--- START Records to process ---

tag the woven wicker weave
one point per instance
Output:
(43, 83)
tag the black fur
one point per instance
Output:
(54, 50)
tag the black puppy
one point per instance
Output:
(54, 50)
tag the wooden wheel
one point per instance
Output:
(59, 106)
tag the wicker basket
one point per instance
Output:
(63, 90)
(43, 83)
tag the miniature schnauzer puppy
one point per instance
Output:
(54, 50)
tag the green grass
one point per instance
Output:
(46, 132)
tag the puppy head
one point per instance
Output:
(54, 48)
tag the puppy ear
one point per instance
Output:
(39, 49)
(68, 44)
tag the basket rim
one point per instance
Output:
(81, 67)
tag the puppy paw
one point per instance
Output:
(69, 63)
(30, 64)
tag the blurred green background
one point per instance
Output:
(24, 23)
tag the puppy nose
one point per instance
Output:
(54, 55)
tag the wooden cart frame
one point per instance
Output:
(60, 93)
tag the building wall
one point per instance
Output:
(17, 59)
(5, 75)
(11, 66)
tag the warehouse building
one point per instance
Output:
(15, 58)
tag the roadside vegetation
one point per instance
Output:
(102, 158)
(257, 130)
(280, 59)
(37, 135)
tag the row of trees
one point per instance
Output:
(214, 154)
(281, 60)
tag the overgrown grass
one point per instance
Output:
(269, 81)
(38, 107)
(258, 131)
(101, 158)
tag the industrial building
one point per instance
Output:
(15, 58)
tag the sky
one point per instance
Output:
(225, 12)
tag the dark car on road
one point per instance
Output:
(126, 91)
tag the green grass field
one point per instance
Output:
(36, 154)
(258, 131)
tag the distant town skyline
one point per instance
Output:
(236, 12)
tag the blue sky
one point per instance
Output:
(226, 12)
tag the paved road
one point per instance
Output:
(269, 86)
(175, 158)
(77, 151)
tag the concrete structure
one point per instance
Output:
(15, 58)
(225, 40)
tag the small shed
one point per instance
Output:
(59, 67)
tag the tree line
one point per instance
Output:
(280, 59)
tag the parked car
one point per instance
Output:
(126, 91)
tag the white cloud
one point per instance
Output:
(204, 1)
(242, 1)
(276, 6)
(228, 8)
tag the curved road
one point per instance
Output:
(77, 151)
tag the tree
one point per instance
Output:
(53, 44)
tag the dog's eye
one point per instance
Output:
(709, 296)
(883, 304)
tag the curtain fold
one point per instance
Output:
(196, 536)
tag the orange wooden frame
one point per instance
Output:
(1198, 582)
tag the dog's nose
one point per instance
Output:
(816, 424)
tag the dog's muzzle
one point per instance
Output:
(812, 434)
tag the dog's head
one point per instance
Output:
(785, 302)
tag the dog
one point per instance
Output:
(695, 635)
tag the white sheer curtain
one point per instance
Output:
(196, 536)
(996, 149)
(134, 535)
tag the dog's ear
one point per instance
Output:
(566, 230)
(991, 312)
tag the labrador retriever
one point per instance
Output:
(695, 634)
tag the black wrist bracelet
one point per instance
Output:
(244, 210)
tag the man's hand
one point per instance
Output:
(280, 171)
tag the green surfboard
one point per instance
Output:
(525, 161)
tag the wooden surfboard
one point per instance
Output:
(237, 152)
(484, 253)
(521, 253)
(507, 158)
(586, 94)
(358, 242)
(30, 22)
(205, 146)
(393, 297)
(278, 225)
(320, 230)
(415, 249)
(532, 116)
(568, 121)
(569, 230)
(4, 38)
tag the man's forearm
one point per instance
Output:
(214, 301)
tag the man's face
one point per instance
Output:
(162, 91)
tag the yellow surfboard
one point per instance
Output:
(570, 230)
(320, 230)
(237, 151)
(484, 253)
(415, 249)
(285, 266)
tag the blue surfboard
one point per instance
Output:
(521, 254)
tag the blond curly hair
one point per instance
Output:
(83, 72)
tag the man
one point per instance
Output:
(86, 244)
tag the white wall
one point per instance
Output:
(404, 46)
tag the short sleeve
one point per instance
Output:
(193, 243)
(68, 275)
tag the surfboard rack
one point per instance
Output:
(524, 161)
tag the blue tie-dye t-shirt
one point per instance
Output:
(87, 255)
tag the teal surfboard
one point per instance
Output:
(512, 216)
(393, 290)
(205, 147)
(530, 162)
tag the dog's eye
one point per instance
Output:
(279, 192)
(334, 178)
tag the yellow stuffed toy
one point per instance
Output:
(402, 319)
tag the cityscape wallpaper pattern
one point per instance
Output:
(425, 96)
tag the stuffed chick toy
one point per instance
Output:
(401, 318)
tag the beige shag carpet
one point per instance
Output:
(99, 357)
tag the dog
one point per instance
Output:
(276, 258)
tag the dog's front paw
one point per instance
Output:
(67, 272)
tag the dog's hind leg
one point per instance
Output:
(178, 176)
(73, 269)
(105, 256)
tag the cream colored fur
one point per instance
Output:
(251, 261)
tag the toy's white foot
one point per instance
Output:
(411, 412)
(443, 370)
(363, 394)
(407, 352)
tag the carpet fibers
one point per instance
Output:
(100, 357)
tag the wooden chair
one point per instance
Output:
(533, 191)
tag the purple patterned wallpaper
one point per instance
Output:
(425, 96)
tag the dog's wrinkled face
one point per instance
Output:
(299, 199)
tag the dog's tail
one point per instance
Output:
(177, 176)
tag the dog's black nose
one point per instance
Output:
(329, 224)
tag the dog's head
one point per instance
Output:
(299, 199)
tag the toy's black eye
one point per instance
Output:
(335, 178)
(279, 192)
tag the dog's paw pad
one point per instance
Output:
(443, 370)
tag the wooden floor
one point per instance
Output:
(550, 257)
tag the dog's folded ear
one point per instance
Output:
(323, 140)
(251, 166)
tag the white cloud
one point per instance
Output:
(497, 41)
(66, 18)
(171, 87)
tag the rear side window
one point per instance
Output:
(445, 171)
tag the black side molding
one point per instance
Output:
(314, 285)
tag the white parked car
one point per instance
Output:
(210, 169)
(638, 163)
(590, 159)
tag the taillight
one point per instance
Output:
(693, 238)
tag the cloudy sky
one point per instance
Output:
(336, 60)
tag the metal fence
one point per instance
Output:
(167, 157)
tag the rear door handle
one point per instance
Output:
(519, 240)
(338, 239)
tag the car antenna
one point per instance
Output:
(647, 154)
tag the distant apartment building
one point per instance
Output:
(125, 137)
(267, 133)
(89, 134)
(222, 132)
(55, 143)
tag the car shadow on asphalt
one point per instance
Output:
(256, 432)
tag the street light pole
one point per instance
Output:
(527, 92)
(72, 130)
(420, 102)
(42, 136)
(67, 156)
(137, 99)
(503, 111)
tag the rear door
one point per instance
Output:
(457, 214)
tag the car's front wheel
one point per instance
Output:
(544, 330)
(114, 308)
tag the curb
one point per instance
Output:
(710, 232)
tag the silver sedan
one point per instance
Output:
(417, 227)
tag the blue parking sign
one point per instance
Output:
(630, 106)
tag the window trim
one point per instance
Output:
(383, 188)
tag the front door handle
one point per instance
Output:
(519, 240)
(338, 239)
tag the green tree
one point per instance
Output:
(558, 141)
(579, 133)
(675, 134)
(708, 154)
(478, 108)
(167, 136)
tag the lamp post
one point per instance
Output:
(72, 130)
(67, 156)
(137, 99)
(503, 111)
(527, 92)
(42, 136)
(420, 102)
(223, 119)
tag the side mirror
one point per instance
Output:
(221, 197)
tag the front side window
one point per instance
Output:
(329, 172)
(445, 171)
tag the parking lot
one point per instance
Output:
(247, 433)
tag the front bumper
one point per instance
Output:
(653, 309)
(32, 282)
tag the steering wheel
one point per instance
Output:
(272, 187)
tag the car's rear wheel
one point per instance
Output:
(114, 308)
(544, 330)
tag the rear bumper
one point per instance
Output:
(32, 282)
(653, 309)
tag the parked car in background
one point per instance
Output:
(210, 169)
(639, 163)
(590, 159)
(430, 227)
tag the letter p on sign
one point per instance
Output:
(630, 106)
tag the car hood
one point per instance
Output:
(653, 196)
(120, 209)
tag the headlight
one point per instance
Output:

--- END Records to process ---

(Request):
Write out exactly the lines starting with the one that holds "tag the window trim" and running through the last line above.

(The answer):
tag the window trim
one point per instance
Output:
(383, 188)
tag the front door handle
one point per instance
Output:
(519, 240)
(338, 239)
tag the green tree
one point per instance
Output:
(558, 141)
(579, 133)
(675, 134)
(708, 154)
(478, 108)
(167, 136)
tag the lamp post
one point per instance
Output:
(72, 130)
(67, 156)
(137, 99)
(503, 111)
(527, 92)
(42, 136)
(420, 102)
(223, 119)
tag the side mirror
one point per instance
Output:
(221, 197)
tag the front side window
one point per instance
Output:
(329, 172)
(445, 171)
tag the parking lot
one point per instance
Output:
(247, 433)
tag the front bumper
one point per instance
Output:
(653, 309)
(32, 282)
tag the steering wheel
one point per instance
Output:
(272, 187)
tag the car's rear wheel
one point per instance
Output:
(114, 308)
(544, 330)
tag the rear bumper
one point per instance
Output:
(32, 282)
(653, 309)
tag the parked car in background
one point per instance
Output:
(210, 169)
(639, 163)
(590, 159)
(430, 227)
tag the letter p on sign
one point per instance
Output:
(630, 106)
tag the car hood
one point per instance
Output:
(653, 196)
(120, 209)
tag the headlight
one point per instance
Output:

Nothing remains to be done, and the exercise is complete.